* Aim of the exercise: Put every line of the items below into a Markdown table with two columns, No. and Text, numbering the rows in order and skipping blank lines.
◇ ◇ ◇
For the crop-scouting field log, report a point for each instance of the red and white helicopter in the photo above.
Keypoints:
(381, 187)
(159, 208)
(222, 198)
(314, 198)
◇ ◇ ◇
* Solution:
| No. | Text |
|---|---|
| 1 | For the crop-scouting field log, report a point for each instance of the red and white helicopter in the photo above. |
| 2 | Keypoints: |
| 3 | (381, 187) |
| 4 | (159, 208) |
| 5 | (222, 198) |
| 6 | (314, 198) |